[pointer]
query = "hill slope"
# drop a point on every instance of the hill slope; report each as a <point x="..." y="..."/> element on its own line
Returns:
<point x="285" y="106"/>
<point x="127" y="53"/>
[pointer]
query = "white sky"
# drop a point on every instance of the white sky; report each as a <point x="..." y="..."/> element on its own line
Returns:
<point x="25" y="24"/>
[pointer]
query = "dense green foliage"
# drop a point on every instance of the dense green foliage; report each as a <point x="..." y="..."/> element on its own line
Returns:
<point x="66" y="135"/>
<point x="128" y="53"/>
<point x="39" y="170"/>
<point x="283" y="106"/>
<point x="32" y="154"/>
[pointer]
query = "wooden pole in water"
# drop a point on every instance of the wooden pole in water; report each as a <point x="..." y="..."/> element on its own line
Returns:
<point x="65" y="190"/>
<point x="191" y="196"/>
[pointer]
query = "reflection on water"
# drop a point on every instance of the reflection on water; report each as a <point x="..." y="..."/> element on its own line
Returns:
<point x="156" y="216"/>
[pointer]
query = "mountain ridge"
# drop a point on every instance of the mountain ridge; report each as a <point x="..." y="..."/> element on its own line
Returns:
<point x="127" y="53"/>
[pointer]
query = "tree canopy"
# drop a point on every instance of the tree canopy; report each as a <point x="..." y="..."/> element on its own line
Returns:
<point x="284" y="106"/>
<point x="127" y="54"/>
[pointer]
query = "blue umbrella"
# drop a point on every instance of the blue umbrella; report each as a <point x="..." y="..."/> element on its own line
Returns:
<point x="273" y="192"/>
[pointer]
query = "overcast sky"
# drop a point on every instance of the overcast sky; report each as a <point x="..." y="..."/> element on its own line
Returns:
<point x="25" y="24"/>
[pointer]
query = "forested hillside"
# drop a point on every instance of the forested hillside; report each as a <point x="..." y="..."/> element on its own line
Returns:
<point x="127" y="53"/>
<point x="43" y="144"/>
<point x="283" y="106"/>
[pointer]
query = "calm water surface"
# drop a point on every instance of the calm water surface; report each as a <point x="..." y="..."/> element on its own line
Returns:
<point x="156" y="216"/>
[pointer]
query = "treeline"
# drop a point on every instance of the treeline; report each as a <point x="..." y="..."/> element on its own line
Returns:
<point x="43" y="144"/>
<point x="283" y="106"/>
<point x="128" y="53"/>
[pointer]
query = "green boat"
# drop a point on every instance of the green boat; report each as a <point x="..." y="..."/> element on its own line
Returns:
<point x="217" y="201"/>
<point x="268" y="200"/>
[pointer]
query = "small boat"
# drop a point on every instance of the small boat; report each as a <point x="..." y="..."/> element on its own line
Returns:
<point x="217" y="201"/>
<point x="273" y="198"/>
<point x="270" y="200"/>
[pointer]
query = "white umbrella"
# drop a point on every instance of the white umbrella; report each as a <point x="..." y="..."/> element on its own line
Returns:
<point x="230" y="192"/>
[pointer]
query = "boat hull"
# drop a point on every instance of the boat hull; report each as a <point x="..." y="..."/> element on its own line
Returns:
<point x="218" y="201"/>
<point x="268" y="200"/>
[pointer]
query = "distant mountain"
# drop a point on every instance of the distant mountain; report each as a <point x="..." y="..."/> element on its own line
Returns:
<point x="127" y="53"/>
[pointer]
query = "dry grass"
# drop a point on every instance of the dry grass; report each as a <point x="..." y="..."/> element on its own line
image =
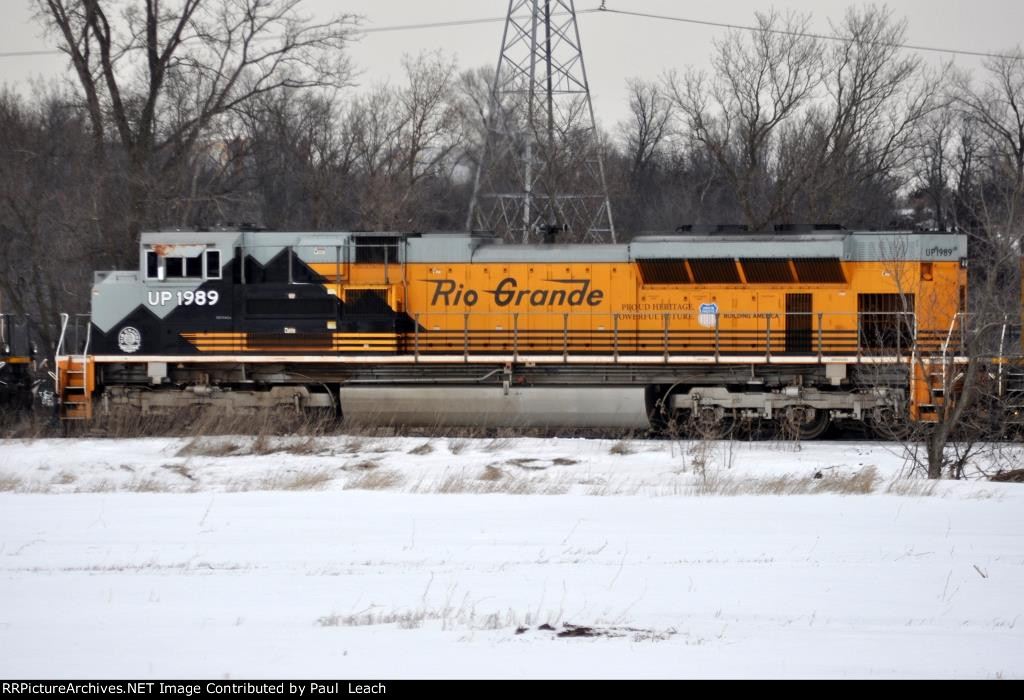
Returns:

Instructions for the task
Reproduce each line exactly, please, except for any pictures.

Correct response
[pointer]
query = "hill slope"
# drop a point on every instance of the hill slope; report each as a <point x="..." y="..."/> element on its own line
Returns:
<point x="285" y="106"/>
<point x="127" y="53"/>
[pointer]
query = "white sky"
# drop a point on every instance of the white sky; report each as a <point x="..." y="..."/> element on its own line
Returns:
<point x="25" y="24"/>
[pointer]
query = "dense green foliage"
# drop a point on every instance of the dense green foliage; report each as a <point x="..." y="..."/> element on its own line
Returns:
<point x="66" y="135"/>
<point x="128" y="53"/>
<point x="39" y="170"/>
<point x="283" y="106"/>
<point x="32" y="154"/>
[pointer]
query = "wooden pole in water"
# drop a point on every instance of the wooden pole in water; report each as a <point x="..." y="..."/> element on its own line
Returns:
<point x="65" y="190"/>
<point x="191" y="196"/>
[pointer]
query = "reflection on water"
# drop a point on every instance of the reflection on water; report each as a <point x="..." y="..."/> element on its own line
Returns:
<point x="156" y="216"/>
[pointer]
query = "mountain ridge"
# drop a point on every instance of the mountain ridge; report each as a <point x="..." y="..."/> element on its own line
Returns:
<point x="127" y="53"/>
[pointer]
query = "tree canopy"
# drop a point on every instance of the tree canopy; report each as a <point x="..." y="..."/> element on its own line
Returns:
<point x="284" y="106"/>
<point x="127" y="54"/>
[pointer]
query = "blue umbrella"
# drop a point on every instance of the blue umbrella; report each as a <point x="..." y="..."/> element on its own line
Returns:
<point x="273" y="192"/>
[pointer]
query = "overcast sky"
# drop a point on every instance of the overcast sky; report each as a <point x="..." y="..."/> element on its own line
Returns:
<point x="25" y="24"/>
[pointer]
query = "forested hillside"
# drop a point on every instance of the forested hillside; report each as a <point x="..." y="..."/> element on its own line
Returns:
<point x="127" y="53"/>
<point x="43" y="144"/>
<point x="283" y="106"/>
[pointer]
query = "calm water surface"
# drop a point on every instance of the calm water surface; report each as a <point x="..." y="..."/> element on its own line
Returns:
<point x="156" y="216"/>
[pointer]
query = "treeline"
# drop a point on every instance of the treeline; report each as a <point x="..." y="..."/> element on its own line
Returns:
<point x="43" y="144"/>
<point x="283" y="106"/>
<point x="128" y="53"/>
[pointer]
query = "green boat"
# drop a point on every instance of the green boat; report each as a <point x="..." y="..."/> element on its own line
Returns:
<point x="217" y="201"/>
<point x="268" y="200"/>
[pointer]
query = "small boat"
# drop a point on every instance of the small boat; report each as a <point x="..." y="..."/> element on its own line
Returns:
<point x="217" y="201"/>
<point x="273" y="198"/>
<point x="270" y="200"/>
[pointer]
query = "white umbrella"
# drop a point on every instance of the white umbrella; report each as a <point x="..." y="..."/> element on its own line
Returns:
<point x="230" y="192"/>
[pointer]
query = "boat hull"
# drop a point on every instance of the boat hull; report each as a <point x="..." y="..."/> element on its own line
Returns:
<point x="218" y="201"/>
<point x="268" y="200"/>
[pointer]
query = "distant mountain"
# drop a point on every instance of the distant mountain; report each as a <point x="..." y="..."/> element on its own line
Returns:
<point x="127" y="53"/>
[pointer]
query = "dry grass"
# drop a point on every instance of the dry grass; report each as a <point x="..." y="..."/> element on its own line
image =
Returns:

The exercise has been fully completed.